— Qué harás —
(1) Traduce al inglés esta oración del bloque de texto: «Cubano de nacimiento (y de ascendencia vasca) Unanue marchó al exilio por diferencias con la dictadura cubana.»
(2) Decide si cada afirmación concuerda con el bloque de texto. Contesta sí o no y cita literalmente las palabras que lo determinan.
(a) El libro El caso Galíndez apareció durante un viaje a China.
(b) Unanue nació en el País Vasco.
(c) Según la versión oficial, el asesinato de Unanue fue obra de los servicios de inteligencia estadounidenses.

— Bloque de texto —
-----
El caso Galindez de Manuel de Dios Unanue

Una de las cosas que más me gusta de hospedarme en mis viajes en hostales y albergues es la posibilidad de compartir e intercambiar libros. Estos establecimientos suelen contar con un espacio donde uno puede practicar el bookcrossing, es decir, dejar el libro que traías una vez lo has acabado y coger otro en su lugar. A parte de ser una medida muy eficaz contra la crisis, el bookcrossing te permite descubrir libros que muchas veces nunca hubieras comprado o notado que existieran, ampliando así la gama de tus gustos y conocimiento. Mi viaje a China me ha dejado, entre otras cosas, otros tres libros de los cual vamos a hablar en este y los dos siguientes posts. El primero de los libros que me encontré en el viaje fue El caso Galíndez. Los vascos en los servicios de inteligencia de EEUU, del periodista Manuel de Dios Unanue. Este libro, aparte de analizar un crimen escurridizo y extraño que sucedió en los años 50 en Estados Unidos, es también una forma de conocer más a fondo la figura de J. E. Hoover, director del FBI y personaje de moda ahora gracias a la última peli de di Caprio.

Pero antes de hablar del libro tenemos que hablar de su escritor, tristemente asesinado y bajo circunstancias un tanto extrañas. Unanue fue uno de esos periodistas de verdad. En vez de ser cortesano en un congreso al abrigo de políticos y más interesado en pontificar que en informar, se dedicaba a investigar temas en profundidad para destapar historias al público que habían pasado inadvertidas o que se habían contaminado de forma deliberada. Cubano de nacimiento (y de ascendencia vasca) Unanue marchó al exilio por diferencias con la dictadura cubana. En Estados Unidos, donde residía, también entró en conflicto con los exiliados de Miami que no aceptaban la solventación del conflicto de forma hablada. Mientras investigaba las conexiones de los cárteles de la droga con las autoridades estadounidenses fue asesinado a sangre fría. La versión oficial fue que los capos de la droga querían su cabeza en una bandeja de plata y así silenciar de forma definitiva al incómodo escritor. La versión conspirativa sostiene, sin embargo, que eran los propios servicios de inteligencia estadounidenses los que no estaban interesados en que se conociera esta historia y que decidieron poner fin a la vida del periodista. Sea cual sea la verdad, de lo que no cabe ninguna duda, es que Unanue fue un gran periodista y que este volumen da muestra de ello.

«Un crimen que pretendió ser perfecto, descifrado con una minuciosidad extraordinaria por el autor, que como buen criminólogo recurre a las técnicas policíacas más tradicionales para desenmascarar a los culpables y a sus aliados.»
-----
— Datos proporcionados —
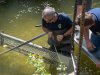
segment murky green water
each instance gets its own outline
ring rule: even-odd
[[[6,0],[0,3],[0,31],[24,40],[43,33],[41,27],[35,25],[41,24],[41,11],[48,3],[58,12],[66,12],[72,17],[74,0]],[[93,7],[100,7],[100,2],[94,0]],[[33,43],[47,47],[47,36],[41,39]],[[26,64],[26,59],[15,52],[0,57],[0,75],[32,75],[34,68]],[[89,58],[82,54],[81,59],[81,71],[88,71],[87,75],[100,75]]]

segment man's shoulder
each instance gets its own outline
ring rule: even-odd
[[[66,13],[58,13],[58,15],[62,19],[69,19],[69,16]]]
[[[100,8],[93,8],[93,9],[89,10],[88,12],[97,12],[97,11],[100,12]]]

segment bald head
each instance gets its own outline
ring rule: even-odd
[[[42,12],[42,17],[54,16],[54,15],[55,15],[55,9],[49,6],[47,6]]]

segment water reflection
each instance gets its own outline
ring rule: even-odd
[[[47,4],[55,7],[58,12],[65,12],[72,17],[74,1],[75,0],[5,0],[5,2],[0,3],[0,31],[4,31],[5,33],[24,40],[29,40],[43,32],[41,27],[35,27],[35,25],[41,24],[41,12]],[[93,7],[100,7],[100,2],[94,0]],[[41,39],[33,43],[47,47],[47,37],[45,36]],[[83,71],[83,73],[88,72],[86,75],[100,74],[99,69],[95,67],[87,56],[82,54],[81,58],[81,71]],[[1,66],[2,65],[0,65],[0,67]],[[0,71],[0,73],[1,72],[2,71]]]

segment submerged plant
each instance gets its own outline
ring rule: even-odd
[[[36,54],[29,54],[28,62],[34,66],[36,69],[33,75],[51,75],[45,69],[45,63],[43,61],[43,57]]]

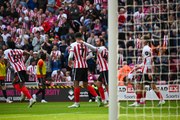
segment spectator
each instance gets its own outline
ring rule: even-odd
[[[39,51],[41,48],[41,44],[43,42],[44,41],[43,41],[43,38],[40,36],[40,32],[37,31],[36,36],[33,38],[33,41],[32,41],[33,51],[34,52]]]

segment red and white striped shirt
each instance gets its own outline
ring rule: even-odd
[[[27,72],[29,73],[29,81],[34,81],[36,82],[38,79],[37,79],[37,75],[36,75],[36,65],[33,66],[33,65],[30,65],[27,67]]]
[[[94,4],[102,4],[103,0],[94,0]]]
[[[153,61],[152,61],[151,56],[145,57],[143,60],[143,65],[142,65],[143,66],[142,73],[152,72],[152,64],[153,64]]]
[[[108,50],[101,46],[97,48],[97,61],[100,65],[100,72],[108,71]]]
[[[70,52],[74,56],[74,68],[88,68],[86,56],[88,55],[88,48],[84,44],[74,42],[71,44]]]
[[[132,69],[128,74],[128,79],[132,80],[133,78],[135,78],[136,75],[140,75],[140,74],[142,74],[142,66]]]
[[[4,51],[5,59],[8,59],[15,72],[26,70],[23,58],[23,50],[7,49]]]
[[[56,51],[51,51],[50,54],[52,60],[57,60],[61,56],[61,51],[56,50]]]
[[[11,82],[11,75],[12,75],[12,71],[8,68],[7,69],[7,73],[6,73],[6,81],[7,82]]]
[[[52,74],[51,74],[51,77],[52,77],[52,79],[53,79],[55,82],[62,82],[62,77],[63,77],[63,76],[64,76],[63,72],[60,71],[60,72],[58,73],[57,70],[54,70],[54,71],[52,72]]]

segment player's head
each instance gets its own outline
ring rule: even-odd
[[[42,52],[40,53],[41,59],[46,60],[46,53]]]
[[[96,38],[95,42],[96,42],[96,46],[104,46],[105,45],[104,39],[102,39],[102,38]]]
[[[149,36],[143,36],[142,39],[144,41],[144,45],[150,45],[151,40]]]
[[[82,34],[80,32],[77,32],[74,37],[76,40],[82,40]]]
[[[10,49],[15,49],[16,48],[16,45],[15,45],[14,41],[12,41],[10,39],[7,41],[7,45],[8,45],[8,48],[10,48]]]

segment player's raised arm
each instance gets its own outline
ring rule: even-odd
[[[89,43],[86,43],[86,42],[84,42],[84,41],[83,41],[83,43],[84,43],[89,49],[91,49],[92,51],[96,51],[96,50],[97,50],[97,47],[95,47],[95,46],[93,46],[93,45],[91,45],[91,44],[89,44]]]
[[[73,48],[71,46],[71,49],[70,49],[70,52],[69,52],[69,57],[68,57],[68,66],[69,67],[72,67],[73,56],[74,56],[74,52],[73,52]]]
-----
— Soluciones completas —
(1) Cuban by birth (and of Basque descent), Unanue went into exile over differences with the Cuban dictatorship.

(2)
(a) Sí: «El primero de los libros que me encontré en el viaje fue El caso Galíndez».
(b) No: «Cubano de nacimiento (y de ascendencia vasca)».
(c) No: «La versión oficial fue que los capos de la droga querían su cabeza en una bandeja de plata».